Exercícios propostos:
- 1) Segundo o texto de origem, de que cidade Papias foi bispo?
- 2) Coloque numa tabela Markdown, com as colunas Número e Linha da listagem, todas as linhas da listagem desde a que contém "Mark every instance of the running" até a que contém "(1035, 117)", incluindo as duas. Deixe de fora as linhas em branco e não inclua nenhuma outra linha.

Texto de origem:
CONCLUSÃO: No que diz respeito ao AT vemos que os cristãos, pelas citações do NT, escolheram o texto grego e o cânon grego tal e como o conhecemos pelos textos dos setenta, nos códices escritos na comunidade judaica de Alexandria. Assim os livros deutero-canônicos entraram a formar parte do “está escrito” desde o tempo dos mesmos apóstolos. Nada existe de um cânon escolhido ao azar ou por meio de um fato extraordinário como quer provar o autor do artigo que estamos debatendo, Roberto C.P. Junior. Falta por estudar a seleção que a Igreja fez dos numerosos textos do NT e como foram rejeitados os livros heréticos e apócrifos (= oculto, secreto) com o significado de não autênticos ou fora do cânon da Igreja, dos quais hoje temos fragmentos em vinte evangelhos diferentes, dos quase cinquenta títulos que tem chegado ao nosso conhecimento. (continua)

O CÂNON DO NOVO TESTAMENTO:

À parte as citações dos escritos patrísticos, temos alguns documentos escritos desde o século segundo como, os escritos de Papias, o cânon de Muratori e o Pastor de Hermas. Deles vamos falar.

PAPIAS: Foi bispo de Hierápolis na Ásia Menor e escreveu cinco livros sob o título de Explicação das sentenças do Senhor. Seu interesse era saber o que tinha dito o Senhor através de seus discípulos diretos como André, Pedro, Filipe, Tomás ou Tiago, João ou Mateus. A eles acrescenta Aristião e o ancião João, também discípulos do Senhor, pois pensava que os livros pudessem ser de tanto proveito como a palavra viva e permanente. Aqui temos o princípio básico da tradição. Ele fala de Marcos como intérprete de Pedro. Marcos escreveu nem sempre ordenadamente o que recordava (de Pedro) sem omitir nada, nem mentir absolutamente. Fala também sobre o evangelho de Mateus: Ordenou em língua hebraica as sentenças de Jesus; e cada um as interpretou (traduziu ao grego) segundo sua capacidade.

MURATORI: Luigi ou Ludovico (segundo a Britannica e outros autores) Antonio Muratori (1672-1750) era um dos grandes eruditos de seu tempo. Nascido de uma família pobre em Vignola no distrito de Módena (Itália), foi aluno dos jesuítas e estudou leis, Filosofia, e Teologia na Universidade de Módena, donde destacou-se especialmente em Literatura e História. Ordenado sacerdote foi chamado a Milão para a Biblioteca Ambrosiana onde imediatamente começou a recopilar antigos manuscritos ainda não publicados. Publicou diversos livros e foi nomeado arquivista e bibliotecário da biblioteca de Módena donde trabalhou até sua morte. Uma das obras históricas em 6 volumes é “Antiquitates italicae medii aevi”. No terceiro volume aparece o cânon que foi chamado de Muratori. Como sacerdote foi exemplar, caridoso com os pobres, e diligente em visitar abandonados e presos.

Registros brutos
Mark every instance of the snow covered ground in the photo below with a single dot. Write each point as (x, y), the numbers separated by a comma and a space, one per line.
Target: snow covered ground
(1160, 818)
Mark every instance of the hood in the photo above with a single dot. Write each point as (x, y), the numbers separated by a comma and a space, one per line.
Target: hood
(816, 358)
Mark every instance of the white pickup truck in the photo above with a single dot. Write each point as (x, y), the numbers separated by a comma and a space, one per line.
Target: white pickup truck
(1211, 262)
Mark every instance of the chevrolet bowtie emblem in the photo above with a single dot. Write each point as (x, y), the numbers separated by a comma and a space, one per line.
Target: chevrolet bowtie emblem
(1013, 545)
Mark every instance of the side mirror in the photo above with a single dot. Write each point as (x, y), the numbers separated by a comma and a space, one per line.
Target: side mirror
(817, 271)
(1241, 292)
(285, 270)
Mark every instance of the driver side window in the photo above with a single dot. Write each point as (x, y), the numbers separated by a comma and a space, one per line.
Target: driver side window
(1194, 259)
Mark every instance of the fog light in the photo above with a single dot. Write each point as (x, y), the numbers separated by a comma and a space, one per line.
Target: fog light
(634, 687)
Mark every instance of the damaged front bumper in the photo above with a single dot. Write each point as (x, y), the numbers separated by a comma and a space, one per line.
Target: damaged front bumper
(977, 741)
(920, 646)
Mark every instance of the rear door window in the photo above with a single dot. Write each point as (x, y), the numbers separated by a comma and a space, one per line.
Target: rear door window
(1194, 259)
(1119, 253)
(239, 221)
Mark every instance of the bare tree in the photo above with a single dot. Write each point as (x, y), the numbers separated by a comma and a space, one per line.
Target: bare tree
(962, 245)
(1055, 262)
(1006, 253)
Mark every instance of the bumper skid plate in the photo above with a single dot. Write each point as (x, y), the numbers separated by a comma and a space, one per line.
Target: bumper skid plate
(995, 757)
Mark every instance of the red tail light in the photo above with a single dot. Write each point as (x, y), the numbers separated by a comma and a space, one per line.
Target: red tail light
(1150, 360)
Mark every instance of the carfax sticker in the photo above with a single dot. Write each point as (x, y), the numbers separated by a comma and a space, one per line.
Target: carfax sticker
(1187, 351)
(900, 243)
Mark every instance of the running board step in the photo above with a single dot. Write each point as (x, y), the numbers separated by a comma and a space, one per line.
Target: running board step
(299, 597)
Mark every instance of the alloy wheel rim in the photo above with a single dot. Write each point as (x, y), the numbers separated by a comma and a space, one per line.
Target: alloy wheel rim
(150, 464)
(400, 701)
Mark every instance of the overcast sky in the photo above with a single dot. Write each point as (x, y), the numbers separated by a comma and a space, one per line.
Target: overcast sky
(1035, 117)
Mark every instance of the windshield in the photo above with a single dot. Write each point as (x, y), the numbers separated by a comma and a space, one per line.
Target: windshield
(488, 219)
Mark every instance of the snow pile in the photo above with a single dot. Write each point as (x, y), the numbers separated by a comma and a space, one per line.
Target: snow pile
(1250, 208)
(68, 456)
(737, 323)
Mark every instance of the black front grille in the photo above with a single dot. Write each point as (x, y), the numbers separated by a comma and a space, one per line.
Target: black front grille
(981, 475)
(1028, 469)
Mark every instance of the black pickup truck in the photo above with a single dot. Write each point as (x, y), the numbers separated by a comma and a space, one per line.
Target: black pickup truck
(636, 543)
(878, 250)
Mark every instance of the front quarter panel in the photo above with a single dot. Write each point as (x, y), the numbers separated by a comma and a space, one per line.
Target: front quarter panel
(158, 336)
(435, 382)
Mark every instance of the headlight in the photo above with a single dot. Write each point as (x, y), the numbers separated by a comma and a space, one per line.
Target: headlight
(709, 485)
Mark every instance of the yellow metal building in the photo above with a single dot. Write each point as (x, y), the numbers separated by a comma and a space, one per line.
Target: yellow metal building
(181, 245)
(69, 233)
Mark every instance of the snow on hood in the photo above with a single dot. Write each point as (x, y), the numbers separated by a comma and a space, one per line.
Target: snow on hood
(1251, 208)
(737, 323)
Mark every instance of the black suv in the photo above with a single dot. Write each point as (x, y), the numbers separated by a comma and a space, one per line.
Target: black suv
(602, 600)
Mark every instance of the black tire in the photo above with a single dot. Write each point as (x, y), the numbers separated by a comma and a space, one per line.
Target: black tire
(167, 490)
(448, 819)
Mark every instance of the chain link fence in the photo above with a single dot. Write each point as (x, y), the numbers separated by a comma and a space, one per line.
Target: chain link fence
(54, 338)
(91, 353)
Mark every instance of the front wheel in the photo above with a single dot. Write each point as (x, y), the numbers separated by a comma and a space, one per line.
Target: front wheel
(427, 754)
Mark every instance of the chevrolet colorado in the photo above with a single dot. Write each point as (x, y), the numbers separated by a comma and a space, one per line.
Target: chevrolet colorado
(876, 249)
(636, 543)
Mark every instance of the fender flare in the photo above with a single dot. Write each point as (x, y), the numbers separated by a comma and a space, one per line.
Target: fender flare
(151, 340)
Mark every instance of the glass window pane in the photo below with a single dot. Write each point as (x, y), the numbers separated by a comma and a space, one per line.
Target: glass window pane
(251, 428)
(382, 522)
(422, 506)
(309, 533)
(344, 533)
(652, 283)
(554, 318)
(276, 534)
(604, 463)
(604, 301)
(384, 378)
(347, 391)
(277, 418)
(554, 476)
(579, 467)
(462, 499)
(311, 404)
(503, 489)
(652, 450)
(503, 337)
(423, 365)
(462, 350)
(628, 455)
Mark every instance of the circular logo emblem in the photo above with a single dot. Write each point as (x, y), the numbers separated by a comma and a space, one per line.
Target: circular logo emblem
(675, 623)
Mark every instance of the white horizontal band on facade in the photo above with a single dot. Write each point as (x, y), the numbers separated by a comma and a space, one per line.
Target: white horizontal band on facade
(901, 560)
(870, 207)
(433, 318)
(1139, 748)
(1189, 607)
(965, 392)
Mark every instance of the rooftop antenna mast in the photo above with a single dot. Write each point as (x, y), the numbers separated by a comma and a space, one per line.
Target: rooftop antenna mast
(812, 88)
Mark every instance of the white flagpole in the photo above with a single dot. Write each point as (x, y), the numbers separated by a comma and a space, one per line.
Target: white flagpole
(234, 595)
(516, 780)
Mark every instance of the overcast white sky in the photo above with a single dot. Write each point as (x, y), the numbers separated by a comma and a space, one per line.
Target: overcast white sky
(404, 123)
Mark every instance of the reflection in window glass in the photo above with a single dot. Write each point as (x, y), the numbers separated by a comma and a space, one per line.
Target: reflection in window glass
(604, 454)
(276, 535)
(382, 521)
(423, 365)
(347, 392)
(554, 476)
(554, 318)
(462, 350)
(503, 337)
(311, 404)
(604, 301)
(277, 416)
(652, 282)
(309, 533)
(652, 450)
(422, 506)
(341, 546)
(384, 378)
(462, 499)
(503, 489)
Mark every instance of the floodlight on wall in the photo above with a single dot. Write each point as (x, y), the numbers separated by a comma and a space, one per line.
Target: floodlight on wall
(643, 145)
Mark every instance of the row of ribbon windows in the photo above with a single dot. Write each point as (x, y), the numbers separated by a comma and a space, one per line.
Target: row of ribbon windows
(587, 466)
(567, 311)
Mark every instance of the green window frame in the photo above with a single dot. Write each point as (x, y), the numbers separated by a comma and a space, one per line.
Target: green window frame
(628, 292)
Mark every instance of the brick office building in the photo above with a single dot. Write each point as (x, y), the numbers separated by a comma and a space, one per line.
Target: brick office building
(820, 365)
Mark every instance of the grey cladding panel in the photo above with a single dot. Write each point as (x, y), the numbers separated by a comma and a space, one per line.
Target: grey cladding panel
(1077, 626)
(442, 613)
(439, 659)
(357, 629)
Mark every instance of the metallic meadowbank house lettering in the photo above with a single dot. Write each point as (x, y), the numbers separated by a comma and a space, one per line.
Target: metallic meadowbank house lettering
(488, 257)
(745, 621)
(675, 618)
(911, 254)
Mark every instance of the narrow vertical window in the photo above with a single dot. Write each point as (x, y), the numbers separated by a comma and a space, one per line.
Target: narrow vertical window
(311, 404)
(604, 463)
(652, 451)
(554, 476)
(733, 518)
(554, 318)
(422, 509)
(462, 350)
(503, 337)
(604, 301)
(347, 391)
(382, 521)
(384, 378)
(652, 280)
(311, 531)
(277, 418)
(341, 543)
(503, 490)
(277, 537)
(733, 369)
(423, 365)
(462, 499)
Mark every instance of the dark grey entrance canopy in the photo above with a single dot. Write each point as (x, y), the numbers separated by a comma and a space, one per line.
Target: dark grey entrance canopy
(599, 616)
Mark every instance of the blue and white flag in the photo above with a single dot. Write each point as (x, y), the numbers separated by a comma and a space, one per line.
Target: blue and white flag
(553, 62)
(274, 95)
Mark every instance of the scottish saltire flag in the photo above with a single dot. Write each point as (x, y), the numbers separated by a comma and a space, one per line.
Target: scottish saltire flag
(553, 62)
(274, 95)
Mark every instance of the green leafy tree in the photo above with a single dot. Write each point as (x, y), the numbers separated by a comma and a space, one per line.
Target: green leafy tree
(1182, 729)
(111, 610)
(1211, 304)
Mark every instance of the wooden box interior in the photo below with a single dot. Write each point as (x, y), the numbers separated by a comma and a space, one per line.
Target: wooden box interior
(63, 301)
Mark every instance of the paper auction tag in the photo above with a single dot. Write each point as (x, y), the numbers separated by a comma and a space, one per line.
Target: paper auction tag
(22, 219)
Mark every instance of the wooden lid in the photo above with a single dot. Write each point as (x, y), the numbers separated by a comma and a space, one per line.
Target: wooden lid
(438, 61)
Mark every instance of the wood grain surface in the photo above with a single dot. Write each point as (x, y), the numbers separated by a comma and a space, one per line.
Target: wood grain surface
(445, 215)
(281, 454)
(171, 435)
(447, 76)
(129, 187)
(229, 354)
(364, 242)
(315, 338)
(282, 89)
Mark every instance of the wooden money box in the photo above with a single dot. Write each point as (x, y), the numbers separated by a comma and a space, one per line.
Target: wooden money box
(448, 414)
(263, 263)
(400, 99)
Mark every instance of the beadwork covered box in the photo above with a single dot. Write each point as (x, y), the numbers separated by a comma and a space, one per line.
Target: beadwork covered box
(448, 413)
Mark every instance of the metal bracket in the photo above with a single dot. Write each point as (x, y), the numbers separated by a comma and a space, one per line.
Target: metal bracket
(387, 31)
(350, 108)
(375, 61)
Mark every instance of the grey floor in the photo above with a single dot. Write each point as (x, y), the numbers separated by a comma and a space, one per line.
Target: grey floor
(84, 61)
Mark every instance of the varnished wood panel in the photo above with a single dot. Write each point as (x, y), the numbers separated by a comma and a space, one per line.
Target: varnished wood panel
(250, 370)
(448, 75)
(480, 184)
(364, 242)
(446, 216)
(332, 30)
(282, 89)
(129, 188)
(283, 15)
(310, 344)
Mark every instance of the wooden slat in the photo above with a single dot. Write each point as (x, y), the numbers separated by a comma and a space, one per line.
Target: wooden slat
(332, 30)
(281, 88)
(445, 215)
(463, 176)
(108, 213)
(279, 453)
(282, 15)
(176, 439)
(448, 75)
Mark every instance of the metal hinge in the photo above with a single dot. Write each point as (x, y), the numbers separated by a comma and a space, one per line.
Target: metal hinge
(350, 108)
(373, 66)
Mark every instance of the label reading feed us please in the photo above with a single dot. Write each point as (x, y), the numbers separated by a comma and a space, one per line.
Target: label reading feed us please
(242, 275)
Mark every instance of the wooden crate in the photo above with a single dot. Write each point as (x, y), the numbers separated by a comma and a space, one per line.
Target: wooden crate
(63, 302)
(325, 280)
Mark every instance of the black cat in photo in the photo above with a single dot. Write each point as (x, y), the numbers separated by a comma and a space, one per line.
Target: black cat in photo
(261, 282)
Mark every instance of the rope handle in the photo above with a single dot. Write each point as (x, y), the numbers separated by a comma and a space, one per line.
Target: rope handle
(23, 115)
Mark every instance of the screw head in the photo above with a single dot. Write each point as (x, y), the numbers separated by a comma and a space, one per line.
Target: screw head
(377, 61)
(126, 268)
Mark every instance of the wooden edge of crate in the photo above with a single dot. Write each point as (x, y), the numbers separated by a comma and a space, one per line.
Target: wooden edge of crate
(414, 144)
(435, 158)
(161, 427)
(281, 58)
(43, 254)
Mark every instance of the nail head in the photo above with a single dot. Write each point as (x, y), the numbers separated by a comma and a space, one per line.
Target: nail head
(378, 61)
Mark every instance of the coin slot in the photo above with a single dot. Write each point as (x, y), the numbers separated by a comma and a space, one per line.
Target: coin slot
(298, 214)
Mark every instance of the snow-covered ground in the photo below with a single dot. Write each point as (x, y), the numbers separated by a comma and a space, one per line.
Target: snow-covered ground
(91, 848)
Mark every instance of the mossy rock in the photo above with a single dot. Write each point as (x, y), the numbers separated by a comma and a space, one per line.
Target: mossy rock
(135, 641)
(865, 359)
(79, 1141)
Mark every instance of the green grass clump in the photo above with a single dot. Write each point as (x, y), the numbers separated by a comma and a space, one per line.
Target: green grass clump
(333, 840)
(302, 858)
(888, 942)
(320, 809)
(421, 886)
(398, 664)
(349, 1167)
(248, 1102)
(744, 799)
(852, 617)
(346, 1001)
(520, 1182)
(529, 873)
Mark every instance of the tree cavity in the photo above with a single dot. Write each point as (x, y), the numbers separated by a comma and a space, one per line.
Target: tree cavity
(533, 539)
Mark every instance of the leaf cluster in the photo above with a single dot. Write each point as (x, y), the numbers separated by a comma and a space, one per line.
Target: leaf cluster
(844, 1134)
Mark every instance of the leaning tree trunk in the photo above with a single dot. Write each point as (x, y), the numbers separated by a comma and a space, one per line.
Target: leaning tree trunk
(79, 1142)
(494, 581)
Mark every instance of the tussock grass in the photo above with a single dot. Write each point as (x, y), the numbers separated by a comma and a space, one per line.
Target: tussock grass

As respostas:
- 1) Papias foi bispo de Hierápolis, na Ásia Menor.

- 2)
| Número | Linha da listagem |
|---|---|
| 1 | Mark every instance of the running board step in the photo above with a single dot. Write each point as (x, y), the numbers separated by a comma and a space, one per line. |
| 2 | Target: running board step |
| 3 | (299, 597) |
| 4 | Mark every instance of the alloy wheel rim in the photo above with a single dot. Write each point as (x, y), the numbers separated by a comma and a space, one per line. |
| 5 | Target: alloy wheel rim |
| 6 | (150, 464) |
| 7 | (400, 701) |
| 8 | Mark every instance of the overcast sky in the photo above with a single dot. Write each point as (x, y), the numbers separated by a comma and a space, one per line. |
| 9 | Target: overcast sky |
| 10 | (1035, 117) |